---------- Record set
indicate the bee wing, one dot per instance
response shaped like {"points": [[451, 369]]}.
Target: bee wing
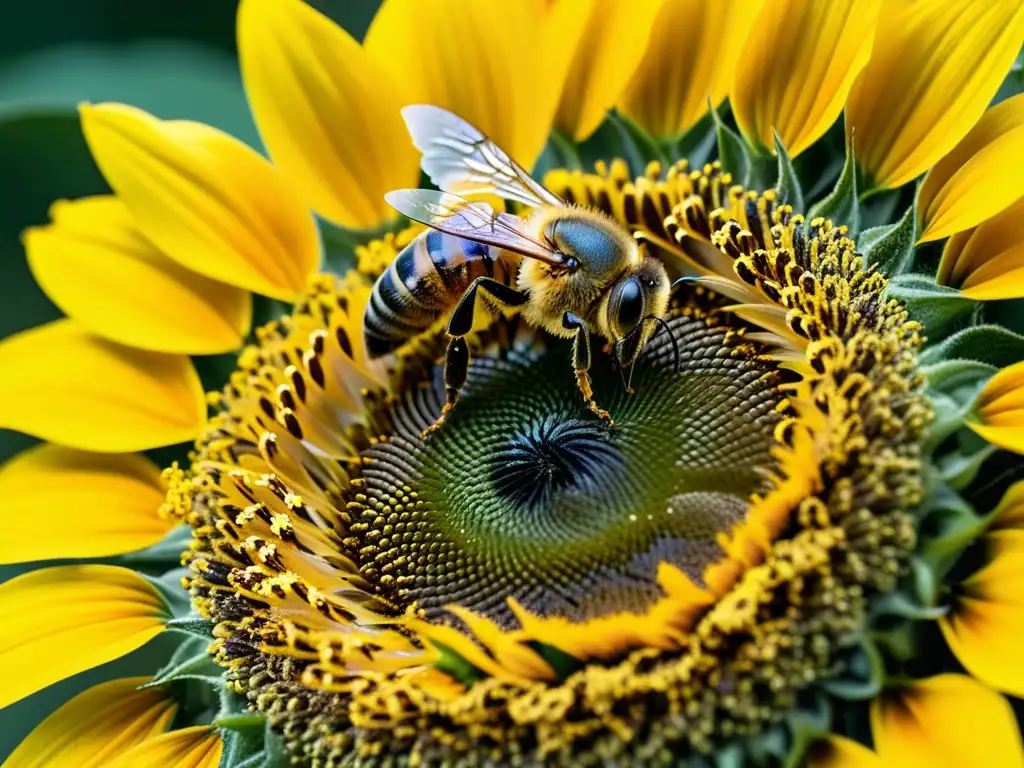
{"points": [[477, 221], [459, 159]]}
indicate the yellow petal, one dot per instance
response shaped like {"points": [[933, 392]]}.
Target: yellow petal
{"points": [[669, 92], [98, 268], [614, 35], [493, 64], [198, 747], [57, 502], [1001, 410], [934, 69], [982, 175], [839, 752], [986, 262], [985, 638], [1010, 513], [326, 111], [948, 720], [206, 200], [59, 622], [797, 68], [67, 386], [96, 726]]}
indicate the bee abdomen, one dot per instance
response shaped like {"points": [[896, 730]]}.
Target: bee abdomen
{"points": [[420, 286]]}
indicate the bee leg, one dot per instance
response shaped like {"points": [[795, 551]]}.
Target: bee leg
{"points": [[461, 323], [581, 364], [456, 371]]}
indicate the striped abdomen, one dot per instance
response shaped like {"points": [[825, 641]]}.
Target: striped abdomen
{"points": [[423, 283]]}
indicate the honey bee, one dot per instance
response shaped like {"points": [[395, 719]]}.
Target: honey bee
{"points": [[569, 270]]}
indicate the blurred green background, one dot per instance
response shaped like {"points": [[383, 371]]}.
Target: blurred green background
{"points": [[174, 59]]}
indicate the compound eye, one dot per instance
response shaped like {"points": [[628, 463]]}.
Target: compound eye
{"points": [[630, 307]]}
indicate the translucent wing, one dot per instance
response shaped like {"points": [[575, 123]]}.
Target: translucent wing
{"points": [[461, 160], [477, 221]]}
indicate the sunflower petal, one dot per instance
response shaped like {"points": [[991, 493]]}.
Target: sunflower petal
{"points": [[987, 261], [838, 752], [59, 622], [982, 175], [198, 747], [1001, 410], [669, 92], [1010, 513], [97, 267], [59, 502], [96, 726], [326, 112], [613, 38], [934, 69], [941, 721], [64, 385], [206, 200], [495, 65], [798, 89]]}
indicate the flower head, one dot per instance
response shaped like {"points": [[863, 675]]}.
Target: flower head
{"points": [[760, 540]]}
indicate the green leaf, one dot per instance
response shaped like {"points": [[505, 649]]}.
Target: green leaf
{"points": [[165, 552], [841, 205], [956, 376], [961, 469], [787, 185], [992, 344], [646, 146], [190, 662], [939, 308], [863, 673], [731, 151], [169, 587], [170, 79], [891, 248], [193, 625]]}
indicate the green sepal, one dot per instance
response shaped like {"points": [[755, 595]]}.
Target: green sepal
{"points": [[189, 662], [808, 724], [563, 664], [953, 387], [644, 145], [864, 673], [957, 377], [193, 625], [168, 586], [961, 469], [891, 248], [787, 185], [696, 144], [902, 605], [947, 525], [338, 245], [249, 740], [732, 150], [841, 204], [992, 344], [166, 552], [454, 665], [939, 308]]}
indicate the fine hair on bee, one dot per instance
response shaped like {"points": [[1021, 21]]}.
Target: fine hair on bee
{"points": [[569, 270]]}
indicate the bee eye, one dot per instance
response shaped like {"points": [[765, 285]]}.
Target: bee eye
{"points": [[629, 308]]}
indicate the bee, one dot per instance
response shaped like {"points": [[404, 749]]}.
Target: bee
{"points": [[569, 270]]}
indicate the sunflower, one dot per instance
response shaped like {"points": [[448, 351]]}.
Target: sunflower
{"points": [[799, 541]]}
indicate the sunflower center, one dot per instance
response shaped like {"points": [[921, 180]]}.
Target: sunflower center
{"points": [[523, 495]]}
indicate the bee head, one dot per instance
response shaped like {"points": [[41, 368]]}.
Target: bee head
{"points": [[635, 302]]}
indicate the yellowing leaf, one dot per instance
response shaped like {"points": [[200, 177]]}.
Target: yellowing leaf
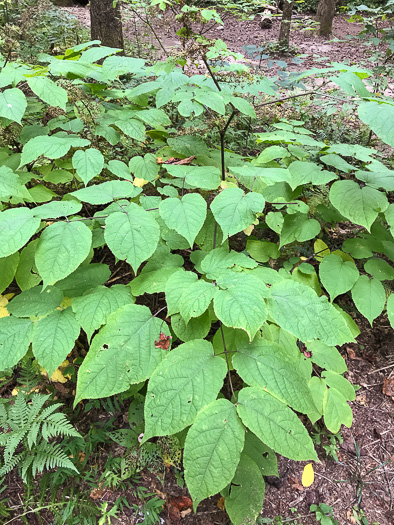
{"points": [[139, 182], [58, 377], [248, 230], [308, 475], [3, 303], [321, 249]]}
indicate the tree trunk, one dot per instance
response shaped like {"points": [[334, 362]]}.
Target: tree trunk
{"points": [[106, 23], [325, 15], [284, 31]]}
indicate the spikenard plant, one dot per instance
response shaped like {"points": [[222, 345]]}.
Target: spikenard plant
{"points": [[235, 381]]}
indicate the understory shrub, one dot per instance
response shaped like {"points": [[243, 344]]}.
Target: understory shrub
{"points": [[207, 280]]}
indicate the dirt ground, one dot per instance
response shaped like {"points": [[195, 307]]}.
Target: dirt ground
{"points": [[370, 361]]}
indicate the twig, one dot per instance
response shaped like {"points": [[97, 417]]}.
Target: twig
{"points": [[228, 364]]}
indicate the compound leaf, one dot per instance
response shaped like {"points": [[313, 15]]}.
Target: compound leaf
{"points": [[187, 380], [54, 337], [296, 308], [235, 211], [186, 215], [132, 235], [63, 246], [17, 225], [337, 276], [275, 424], [213, 448], [122, 353]]}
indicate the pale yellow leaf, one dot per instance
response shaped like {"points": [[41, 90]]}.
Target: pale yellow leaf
{"points": [[308, 475], [139, 182]]}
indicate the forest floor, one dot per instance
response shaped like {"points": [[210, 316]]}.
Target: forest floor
{"points": [[367, 479]]}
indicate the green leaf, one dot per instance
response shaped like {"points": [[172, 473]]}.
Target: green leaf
{"points": [[27, 274], [263, 456], [218, 261], [122, 353], [132, 128], [48, 91], [17, 225], [262, 364], [247, 492], [240, 303], [8, 267], [83, 279], [120, 169], [186, 215], [196, 299], [327, 357], [15, 337], [144, 167], [94, 307], [155, 274], [211, 100], [377, 179], [360, 205], [298, 227], [132, 234], [187, 380], [54, 337], [243, 106], [196, 328], [201, 177], [235, 211], [341, 384], [176, 286], [13, 104], [308, 172], [63, 246], [390, 309], [337, 276], [369, 297], [262, 251], [380, 118], [336, 411], [35, 302], [107, 192], [298, 309], [88, 163], [53, 147], [275, 424], [10, 185], [213, 448], [56, 209], [379, 269]]}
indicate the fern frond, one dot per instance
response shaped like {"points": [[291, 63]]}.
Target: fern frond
{"points": [[13, 441], [36, 405], [49, 458], [58, 425], [11, 464], [19, 413], [33, 434]]}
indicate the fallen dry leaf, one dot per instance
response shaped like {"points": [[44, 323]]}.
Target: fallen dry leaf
{"points": [[295, 483], [221, 505], [388, 387]]}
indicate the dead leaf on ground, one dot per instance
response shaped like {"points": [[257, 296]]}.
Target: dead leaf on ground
{"points": [[388, 387], [172, 160], [182, 502], [295, 483], [221, 503]]}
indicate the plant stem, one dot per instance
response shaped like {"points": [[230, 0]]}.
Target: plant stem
{"points": [[228, 364]]}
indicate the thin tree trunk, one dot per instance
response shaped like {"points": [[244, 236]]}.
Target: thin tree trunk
{"points": [[284, 31], [325, 15], [106, 23]]}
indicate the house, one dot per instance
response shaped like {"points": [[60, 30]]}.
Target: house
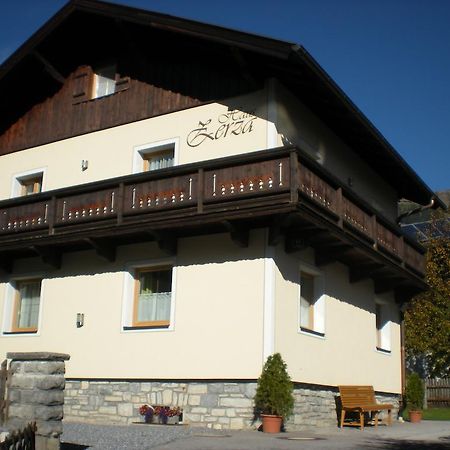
{"points": [[181, 200]]}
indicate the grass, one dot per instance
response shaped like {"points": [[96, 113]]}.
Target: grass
{"points": [[436, 414]]}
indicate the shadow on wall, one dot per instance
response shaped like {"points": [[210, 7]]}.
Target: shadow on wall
{"points": [[70, 446]]}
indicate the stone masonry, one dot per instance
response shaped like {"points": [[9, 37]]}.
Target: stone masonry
{"points": [[216, 405], [36, 394]]}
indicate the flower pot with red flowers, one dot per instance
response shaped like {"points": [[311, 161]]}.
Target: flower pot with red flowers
{"points": [[274, 399]]}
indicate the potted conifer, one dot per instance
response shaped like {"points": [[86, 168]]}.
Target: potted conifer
{"points": [[274, 399], [414, 397]]}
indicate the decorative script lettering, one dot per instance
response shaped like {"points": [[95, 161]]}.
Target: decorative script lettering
{"points": [[232, 123]]}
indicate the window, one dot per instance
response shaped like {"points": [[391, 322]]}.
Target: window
{"points": [[27, 298], [105, 80], [153, 293], [31, 185], [311, 302], [158, 160], [383, 327], [159, 155], [27, 183], [307, 301]]}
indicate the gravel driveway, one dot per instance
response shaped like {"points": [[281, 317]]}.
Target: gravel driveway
{"points": [[79, 436]]}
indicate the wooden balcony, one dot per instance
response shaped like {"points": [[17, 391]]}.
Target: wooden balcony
{"points": [[281, 189]]}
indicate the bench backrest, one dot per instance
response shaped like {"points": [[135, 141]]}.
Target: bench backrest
{"points": [[354, 396]]}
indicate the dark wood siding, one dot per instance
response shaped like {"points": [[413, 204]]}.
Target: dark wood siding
{"points": [[143, 91]]}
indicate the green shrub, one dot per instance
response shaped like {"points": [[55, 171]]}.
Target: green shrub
{"points": [[414, 392], [274, 392]]}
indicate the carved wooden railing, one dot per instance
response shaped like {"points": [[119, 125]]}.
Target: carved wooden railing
{"points": [[203, 187]]}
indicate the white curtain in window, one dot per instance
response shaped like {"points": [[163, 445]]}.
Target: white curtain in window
{"points": [[160, 161], [30, 294], [306, 299], [154, 307], [104, 86]]}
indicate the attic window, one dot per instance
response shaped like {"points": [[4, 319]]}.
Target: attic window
{"points": [[105, 81]]}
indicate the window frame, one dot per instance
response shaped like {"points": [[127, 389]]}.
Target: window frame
{"points": [[17, 185], [316, 319], [129, 300], [11, 306], [149, 323], [383, 330], [141, 153], [97, 76]]}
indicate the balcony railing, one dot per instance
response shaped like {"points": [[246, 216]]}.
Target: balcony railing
{"points": [[269, 177]]}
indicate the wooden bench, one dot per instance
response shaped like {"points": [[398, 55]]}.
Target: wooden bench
{"points": [[361, 399]]}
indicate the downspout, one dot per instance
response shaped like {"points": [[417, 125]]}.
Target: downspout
{"points": [[403, 360]]}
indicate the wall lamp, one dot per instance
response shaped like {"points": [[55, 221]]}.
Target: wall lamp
{"points": [[80, 320]]}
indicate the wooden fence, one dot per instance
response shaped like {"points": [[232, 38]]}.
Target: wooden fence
{"points": [[21, 440], [437, 392]]}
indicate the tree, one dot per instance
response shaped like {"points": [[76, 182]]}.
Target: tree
{"points": [[274, 393], [427, 319]]}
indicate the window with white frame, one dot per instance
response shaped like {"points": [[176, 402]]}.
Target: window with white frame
{"points": [[148, 296], [311, 302], [22, 306], [155, 156], [152, 297], [28, 183], [104, 80], [383, 326]]}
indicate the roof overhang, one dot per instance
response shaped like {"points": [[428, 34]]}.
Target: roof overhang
{"points": [[288, 62]]}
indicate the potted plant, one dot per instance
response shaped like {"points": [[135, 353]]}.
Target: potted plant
{"points": [[274, 399], [414, 397]]}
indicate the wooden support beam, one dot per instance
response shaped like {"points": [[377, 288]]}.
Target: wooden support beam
{"points": [[405, 293], [384, 284], [49, 255], [245, 69], [104, 248], [6, 264], [328, 255], [54, 73], [363, 271], [294, 243], [277, 228], [167, 243], [239, 234]]}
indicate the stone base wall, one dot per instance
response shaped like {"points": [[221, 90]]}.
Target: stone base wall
{"points": [[217, 405]]}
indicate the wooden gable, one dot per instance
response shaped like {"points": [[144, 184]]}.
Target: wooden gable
{"points": [[155, 74]]}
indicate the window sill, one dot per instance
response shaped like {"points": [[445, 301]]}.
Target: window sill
{"points": [[13, 333], [147, 328], [383, 351], [313, 333]]}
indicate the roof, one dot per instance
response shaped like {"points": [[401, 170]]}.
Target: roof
{"points": [[76, 24]]}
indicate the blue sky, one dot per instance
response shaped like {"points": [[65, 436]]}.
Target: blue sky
{"points": [[391, 57]]}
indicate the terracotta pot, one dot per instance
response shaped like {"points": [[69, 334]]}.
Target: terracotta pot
{"points": [[271, 424], [415, 416]]}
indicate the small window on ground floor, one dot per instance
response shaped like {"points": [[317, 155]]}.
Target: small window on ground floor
{"points": [[153, 296], [25, 306], [311, 302], [383, 327]]}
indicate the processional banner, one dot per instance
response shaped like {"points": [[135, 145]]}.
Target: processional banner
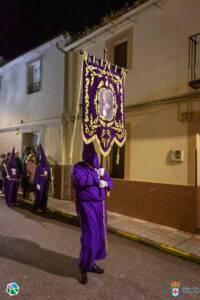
{"points": [[103, 103]]}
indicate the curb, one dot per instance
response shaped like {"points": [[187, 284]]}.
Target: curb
{"points": [[130, 236], [159, 246]]}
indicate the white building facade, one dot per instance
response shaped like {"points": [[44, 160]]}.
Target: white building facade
{"points": [[158, 177]]}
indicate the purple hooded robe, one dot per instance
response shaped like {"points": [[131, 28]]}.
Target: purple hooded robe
{"points": [[11, 177], [41, 181], [90, 206]]}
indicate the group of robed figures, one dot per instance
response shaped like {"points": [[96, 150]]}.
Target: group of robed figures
{"points": [[11, 175]]}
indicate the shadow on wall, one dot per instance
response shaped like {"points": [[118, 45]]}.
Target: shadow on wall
{"points": [[157, 124]]}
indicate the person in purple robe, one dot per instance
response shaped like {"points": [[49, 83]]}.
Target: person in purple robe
{"points": [[91, 184], [11, 177], [41, 182]]}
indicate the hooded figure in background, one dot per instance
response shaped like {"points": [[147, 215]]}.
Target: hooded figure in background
{"points": [[11, 177], [91, 183], [41, 181]]}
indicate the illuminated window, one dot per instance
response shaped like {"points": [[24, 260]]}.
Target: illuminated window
{"points": [[34, 77], [120, 54]]}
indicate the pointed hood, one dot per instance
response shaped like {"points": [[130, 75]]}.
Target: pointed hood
{"points": [[12, 160], [42, 156], [89, 155]]}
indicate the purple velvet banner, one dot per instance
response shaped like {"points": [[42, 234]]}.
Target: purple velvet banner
{"points": [[103, 103]]}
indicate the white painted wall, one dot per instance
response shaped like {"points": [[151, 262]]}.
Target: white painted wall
{"points": [[16, 105]]}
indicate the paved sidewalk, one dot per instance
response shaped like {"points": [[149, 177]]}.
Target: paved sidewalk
{"points": [[167, 239]]}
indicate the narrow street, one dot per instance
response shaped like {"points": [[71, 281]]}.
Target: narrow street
{"points": [[40, 255]]}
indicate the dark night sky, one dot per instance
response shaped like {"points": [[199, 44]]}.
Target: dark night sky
{"points": [[24, 24]]}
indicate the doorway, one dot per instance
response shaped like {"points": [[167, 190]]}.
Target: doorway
{"points": [[31, 139]]}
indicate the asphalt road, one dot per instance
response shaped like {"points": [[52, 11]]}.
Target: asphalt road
{"points": [[40, 254]]}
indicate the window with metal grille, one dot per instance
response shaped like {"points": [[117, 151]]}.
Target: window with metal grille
{"points": [[120, 54], [116, 165], [34, 77]]}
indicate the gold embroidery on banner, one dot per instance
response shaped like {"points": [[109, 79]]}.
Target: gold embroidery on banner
{"points": [[91, 121]]}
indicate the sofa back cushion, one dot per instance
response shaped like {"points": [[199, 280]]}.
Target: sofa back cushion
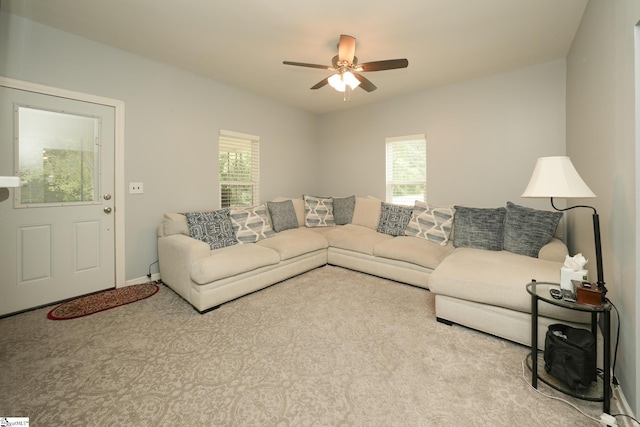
{"points": [[318, 211], [367, 212], [174, 223], [283, 215], [343, 209]]}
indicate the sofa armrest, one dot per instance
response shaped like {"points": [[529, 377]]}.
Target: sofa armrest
{"points": [[176, 255], [555, 250]]}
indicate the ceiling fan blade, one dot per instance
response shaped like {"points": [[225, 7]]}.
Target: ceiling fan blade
{"points": [[365, 83], [346, 49], [389, 64], [302, 64], [320, 84]]}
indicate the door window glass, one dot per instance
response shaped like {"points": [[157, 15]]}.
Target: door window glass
{"points": [[57, 157]]}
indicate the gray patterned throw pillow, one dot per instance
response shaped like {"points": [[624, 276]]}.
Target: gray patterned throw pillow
{"points": [[480, 228], [430, 222], [213, 227], [527, 230], [283, 215], [251, 224], [394, 219]]}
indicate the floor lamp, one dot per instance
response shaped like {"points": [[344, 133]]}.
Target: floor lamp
{"points": [[557, 177]]}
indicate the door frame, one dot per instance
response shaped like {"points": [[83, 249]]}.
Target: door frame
{"points": [[118, 105]]}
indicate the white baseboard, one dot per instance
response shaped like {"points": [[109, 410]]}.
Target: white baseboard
{"points": [[144, 279], [624, 408]]}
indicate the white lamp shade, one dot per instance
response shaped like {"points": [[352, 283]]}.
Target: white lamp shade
{"points": [[556, 177]]}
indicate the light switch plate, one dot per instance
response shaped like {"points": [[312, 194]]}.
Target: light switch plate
{"points": [[136, 188]]}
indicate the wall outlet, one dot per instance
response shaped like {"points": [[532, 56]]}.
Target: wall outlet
{"points": [[136, 188]]}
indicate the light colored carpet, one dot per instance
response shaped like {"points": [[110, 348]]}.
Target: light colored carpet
{"points": [[330, 347]]}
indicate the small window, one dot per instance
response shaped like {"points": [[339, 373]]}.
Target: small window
{"points": [[406, 169], [239, 169]]}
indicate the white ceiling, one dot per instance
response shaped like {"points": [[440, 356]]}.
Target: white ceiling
{"points": [[243, 42]]}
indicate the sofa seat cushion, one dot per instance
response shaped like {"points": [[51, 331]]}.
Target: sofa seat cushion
{"points": [[414, 250], [295, 242], [357, 238], [497, 278], [232, 260]]}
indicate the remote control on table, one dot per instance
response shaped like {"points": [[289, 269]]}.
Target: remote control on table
{"points": [[568, 296]]}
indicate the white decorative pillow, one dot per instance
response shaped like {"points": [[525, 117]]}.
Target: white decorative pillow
{"points": [[318, 211], [251, 224], [430, 222]]}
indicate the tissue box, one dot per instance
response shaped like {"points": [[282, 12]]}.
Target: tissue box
{"points": [[567, 275]]}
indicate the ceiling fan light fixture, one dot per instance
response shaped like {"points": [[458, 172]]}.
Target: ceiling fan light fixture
{"points": [[337, 82], [350, 79]]}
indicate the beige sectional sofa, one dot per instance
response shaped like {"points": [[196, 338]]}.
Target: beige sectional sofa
{"points": [[477, 288]]}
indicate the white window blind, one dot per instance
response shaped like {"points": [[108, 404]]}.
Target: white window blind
{"points": [[406, 169], [239, 169]]}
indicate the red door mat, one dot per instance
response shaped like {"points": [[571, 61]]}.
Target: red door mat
{"points": [[101, 301]]}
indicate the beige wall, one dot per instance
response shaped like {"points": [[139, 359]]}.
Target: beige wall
{"points": [[601, 140], [483, 137], [171, 125]]}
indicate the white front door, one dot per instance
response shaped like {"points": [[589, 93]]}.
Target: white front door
{"points": [[57, 231]]}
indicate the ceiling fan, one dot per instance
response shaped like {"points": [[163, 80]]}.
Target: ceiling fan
{"points": [[347, 69]]}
--------------------
**Given instruction**: Each line from the one containing "indicate the white ceiling, one" to the end of the records should be echoed exactly, and no other line.

**Result**:
indicate the white ceiling, one dot per instance
response shaped like {"points": [[440, 356]]}.
Target: white ceiling
{"points": [[243, 42]]}
indicate the sofa seat cushion, one dot per instance
response shaped like {"points": [[51, 331]]}.
Target: sofa seat cushion
{"points": [[414, 250], [295, 242], [357, 238], [497, 278], [232, 260]]}
indicate the remote control on table, one dot per instance
response shaped like {"points": [[289, 269]]}.
Target: remote control on table
{"points": [[568, 296]]}
indicate the white decorative pillow, one dot per instance
response shaped like {"points": [[525, 117]]}.
Target: white decorative pillow
{"points": [[318, 211], [251, 224], [430, 222]]}
indicate the tissue box, one dot per instance
response shaped like {"points": [[282, 12]]}.
Target: tissue box
{"points": [[567, 275]]}
indicate the ceiling fan light fixture, one dot per instance
response shaped like {"points": [[458, 172]]}.
Target: ceiling fan light fixture
{"points": [[337, 82], [350, 79]]}
indicate the beige sectional sofa, one dot per instance
response shaped like {"points": [[196, 338]]}.
Target: beige sectional sofa
{"points": [[477, 288]]}
indicate the white window blind, one dot per instance
response shaped like {"points": [[108, 404]]}.
Target: white window blind
{"points": [[406, 169], [239, 169]]}
indicate the red door mat, one dot per instance
response shaped like {"points": [[571, 61]]}.
Target: red door mat
{"points": [[101, 301]]}
indicate the beige wall, one dot per instance
response shaped like {"points": [[139, 359]]}.
Target: beige wall
{"points": [[601, 140], [483, 137], [171, 125]]}
indicate the white front door, one dot per instance
response shaped like {"points": [[589, 93]]}.
Target: white front door
{"points": [[57, 231]]}
indicate the ceiling fan, one dot per instance
response shaped like {"points": [[163, 80]]}.
Target: ceiling fan
{"points": [[347, 69]]}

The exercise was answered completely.